Task item – Beginning at the line that holds "of the tree", restate each line exactly through the final line of the records. Include both of those lines.

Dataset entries
• • • • • • •

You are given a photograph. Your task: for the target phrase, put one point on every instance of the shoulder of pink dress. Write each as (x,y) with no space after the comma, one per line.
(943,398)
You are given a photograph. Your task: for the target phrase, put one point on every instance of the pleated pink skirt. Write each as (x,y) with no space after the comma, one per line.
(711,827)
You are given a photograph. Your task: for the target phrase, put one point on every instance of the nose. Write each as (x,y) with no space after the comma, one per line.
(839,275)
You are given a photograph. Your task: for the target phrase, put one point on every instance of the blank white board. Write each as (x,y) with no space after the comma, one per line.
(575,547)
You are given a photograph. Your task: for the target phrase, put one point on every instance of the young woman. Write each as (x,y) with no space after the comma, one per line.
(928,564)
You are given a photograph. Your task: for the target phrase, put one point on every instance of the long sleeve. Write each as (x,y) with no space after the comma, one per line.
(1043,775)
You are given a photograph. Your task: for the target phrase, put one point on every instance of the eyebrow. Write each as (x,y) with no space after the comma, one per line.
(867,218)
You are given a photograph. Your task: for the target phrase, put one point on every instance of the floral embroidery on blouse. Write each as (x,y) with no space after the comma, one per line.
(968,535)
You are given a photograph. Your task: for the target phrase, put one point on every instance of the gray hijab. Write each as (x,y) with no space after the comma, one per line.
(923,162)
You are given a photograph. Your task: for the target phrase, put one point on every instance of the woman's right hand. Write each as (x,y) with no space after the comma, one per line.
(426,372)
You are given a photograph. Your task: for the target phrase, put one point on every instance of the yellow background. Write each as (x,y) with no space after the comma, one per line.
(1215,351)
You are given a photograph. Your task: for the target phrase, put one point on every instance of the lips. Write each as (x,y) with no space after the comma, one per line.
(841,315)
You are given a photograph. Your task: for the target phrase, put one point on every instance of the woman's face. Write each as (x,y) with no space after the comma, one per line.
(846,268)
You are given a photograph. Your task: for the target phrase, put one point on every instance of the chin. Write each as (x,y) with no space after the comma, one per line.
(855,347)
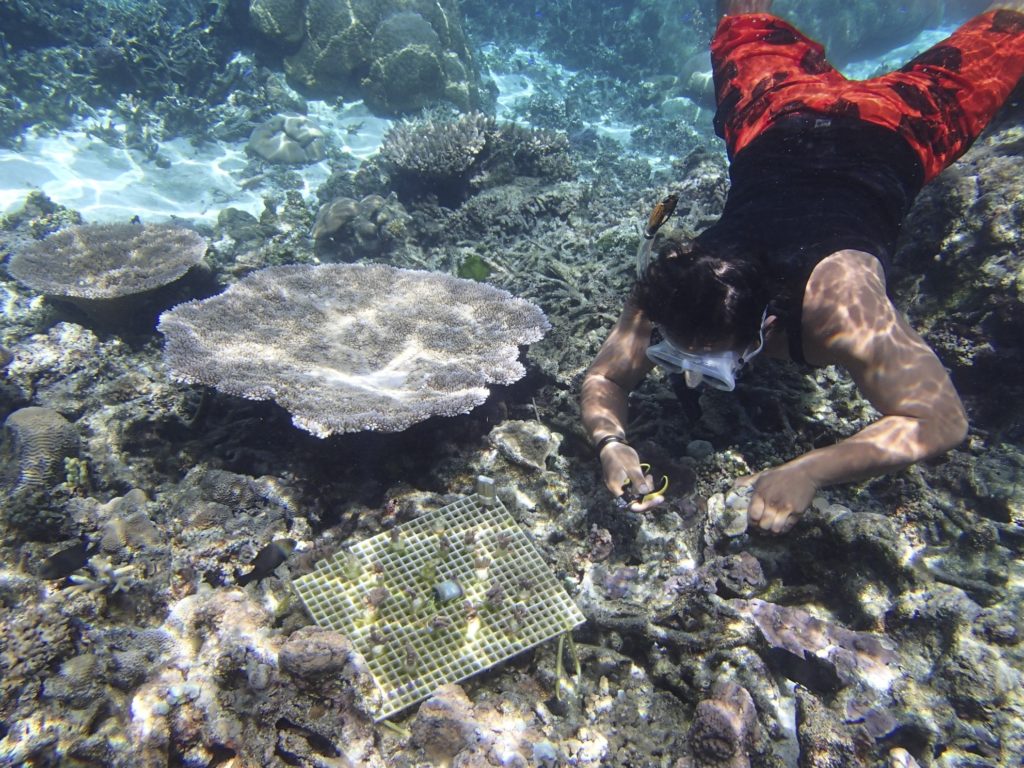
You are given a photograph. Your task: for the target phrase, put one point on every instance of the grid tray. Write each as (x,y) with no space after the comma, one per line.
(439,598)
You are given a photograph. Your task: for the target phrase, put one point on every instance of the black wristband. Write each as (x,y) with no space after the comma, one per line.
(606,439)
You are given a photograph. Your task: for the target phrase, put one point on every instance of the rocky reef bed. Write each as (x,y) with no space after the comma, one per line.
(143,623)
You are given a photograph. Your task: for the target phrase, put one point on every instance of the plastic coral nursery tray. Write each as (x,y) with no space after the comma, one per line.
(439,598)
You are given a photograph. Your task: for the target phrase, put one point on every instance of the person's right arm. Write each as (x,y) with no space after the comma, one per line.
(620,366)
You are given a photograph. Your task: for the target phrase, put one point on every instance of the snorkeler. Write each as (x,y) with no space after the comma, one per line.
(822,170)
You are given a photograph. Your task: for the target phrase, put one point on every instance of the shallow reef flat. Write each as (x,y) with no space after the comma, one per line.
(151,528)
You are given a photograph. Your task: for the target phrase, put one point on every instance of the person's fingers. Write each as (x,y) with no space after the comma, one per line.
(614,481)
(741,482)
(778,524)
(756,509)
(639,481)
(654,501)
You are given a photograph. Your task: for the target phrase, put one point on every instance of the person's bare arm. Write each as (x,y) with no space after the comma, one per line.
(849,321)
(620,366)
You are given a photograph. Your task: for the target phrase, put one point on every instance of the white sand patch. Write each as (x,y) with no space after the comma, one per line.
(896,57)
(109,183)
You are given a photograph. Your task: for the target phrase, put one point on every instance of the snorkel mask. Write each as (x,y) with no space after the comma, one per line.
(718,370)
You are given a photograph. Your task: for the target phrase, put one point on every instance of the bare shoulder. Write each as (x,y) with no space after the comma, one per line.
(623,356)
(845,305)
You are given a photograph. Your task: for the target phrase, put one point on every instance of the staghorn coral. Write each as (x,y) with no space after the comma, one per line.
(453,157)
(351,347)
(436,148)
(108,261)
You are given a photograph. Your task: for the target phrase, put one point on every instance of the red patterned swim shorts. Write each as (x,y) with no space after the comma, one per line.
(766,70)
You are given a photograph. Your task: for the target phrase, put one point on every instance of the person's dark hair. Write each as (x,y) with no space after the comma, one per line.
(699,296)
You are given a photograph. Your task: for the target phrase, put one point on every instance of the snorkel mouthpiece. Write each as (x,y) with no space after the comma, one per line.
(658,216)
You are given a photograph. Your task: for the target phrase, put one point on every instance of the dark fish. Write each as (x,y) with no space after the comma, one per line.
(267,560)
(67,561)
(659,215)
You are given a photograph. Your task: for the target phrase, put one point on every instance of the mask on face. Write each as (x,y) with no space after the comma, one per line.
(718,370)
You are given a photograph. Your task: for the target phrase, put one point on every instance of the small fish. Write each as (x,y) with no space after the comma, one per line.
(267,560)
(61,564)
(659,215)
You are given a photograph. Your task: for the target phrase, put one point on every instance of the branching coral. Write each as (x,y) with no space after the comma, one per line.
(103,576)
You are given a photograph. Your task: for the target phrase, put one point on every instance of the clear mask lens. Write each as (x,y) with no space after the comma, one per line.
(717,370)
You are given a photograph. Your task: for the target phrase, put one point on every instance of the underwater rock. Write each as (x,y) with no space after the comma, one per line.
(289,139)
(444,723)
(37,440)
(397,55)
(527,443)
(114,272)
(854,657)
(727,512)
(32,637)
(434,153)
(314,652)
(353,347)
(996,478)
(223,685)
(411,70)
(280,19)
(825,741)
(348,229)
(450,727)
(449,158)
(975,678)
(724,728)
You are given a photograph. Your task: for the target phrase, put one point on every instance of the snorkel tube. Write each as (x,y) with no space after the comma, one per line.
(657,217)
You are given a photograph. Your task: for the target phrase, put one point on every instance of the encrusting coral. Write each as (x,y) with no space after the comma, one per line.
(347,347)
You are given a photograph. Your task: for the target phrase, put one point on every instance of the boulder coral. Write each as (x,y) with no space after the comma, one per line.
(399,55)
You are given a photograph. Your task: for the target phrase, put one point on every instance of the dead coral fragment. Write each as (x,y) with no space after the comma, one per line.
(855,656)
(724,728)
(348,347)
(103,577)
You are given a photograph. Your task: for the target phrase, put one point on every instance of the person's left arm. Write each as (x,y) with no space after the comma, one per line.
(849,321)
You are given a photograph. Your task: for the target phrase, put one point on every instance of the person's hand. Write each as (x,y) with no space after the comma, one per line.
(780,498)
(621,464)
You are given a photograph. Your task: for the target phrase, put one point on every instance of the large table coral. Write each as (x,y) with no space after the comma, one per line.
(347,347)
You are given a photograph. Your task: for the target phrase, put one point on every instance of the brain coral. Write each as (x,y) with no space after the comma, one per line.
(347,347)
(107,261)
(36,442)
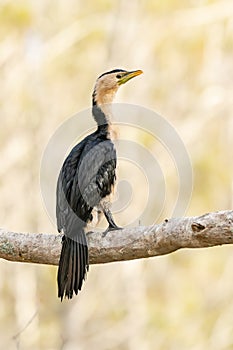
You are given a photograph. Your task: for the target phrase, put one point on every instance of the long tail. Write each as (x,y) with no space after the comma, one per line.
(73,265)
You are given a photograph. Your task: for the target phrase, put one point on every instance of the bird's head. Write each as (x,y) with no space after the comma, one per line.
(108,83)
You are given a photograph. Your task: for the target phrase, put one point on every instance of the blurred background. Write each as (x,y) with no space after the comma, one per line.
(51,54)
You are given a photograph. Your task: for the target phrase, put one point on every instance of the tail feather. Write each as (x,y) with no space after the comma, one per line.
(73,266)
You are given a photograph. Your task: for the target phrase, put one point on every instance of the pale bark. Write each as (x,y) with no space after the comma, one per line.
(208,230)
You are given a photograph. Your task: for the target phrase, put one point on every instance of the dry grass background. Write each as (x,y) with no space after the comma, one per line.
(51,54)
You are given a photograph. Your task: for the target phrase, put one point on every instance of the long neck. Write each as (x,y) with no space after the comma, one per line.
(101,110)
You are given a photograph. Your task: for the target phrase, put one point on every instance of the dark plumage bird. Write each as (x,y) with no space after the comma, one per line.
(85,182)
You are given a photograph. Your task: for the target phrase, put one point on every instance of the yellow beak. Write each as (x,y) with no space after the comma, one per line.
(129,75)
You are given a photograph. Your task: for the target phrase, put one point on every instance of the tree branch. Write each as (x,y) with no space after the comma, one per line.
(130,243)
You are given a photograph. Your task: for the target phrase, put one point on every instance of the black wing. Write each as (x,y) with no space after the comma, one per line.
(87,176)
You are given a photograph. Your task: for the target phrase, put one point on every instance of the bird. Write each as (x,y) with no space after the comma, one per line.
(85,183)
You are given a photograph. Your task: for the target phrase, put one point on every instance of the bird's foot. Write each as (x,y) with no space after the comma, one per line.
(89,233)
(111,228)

• • • • • • •

Your solution –
You are given a photograph. Your task: for the target phrase, put one point on every instance of the tree branch. Write each as (x,y) with no space after the comma, one per line.
(130,243)
You are given a photograph. Your task: for the target phrase, put one point on every instance of the black wing. Write each as (x,y) with no space after the comma, one per line.
(87,176)
You are given a photograph. Your task: for the target phrase, put one point on every instance of the bird. Write each as (x,y) with no space after the comma, one per line.
(85,183)
You are given a photograph. Your task: for the target phrase, put one point on every instance of the bird's foot. Write each as (x,y) with no space after the comma, one per line.
(89,233)
(111,228)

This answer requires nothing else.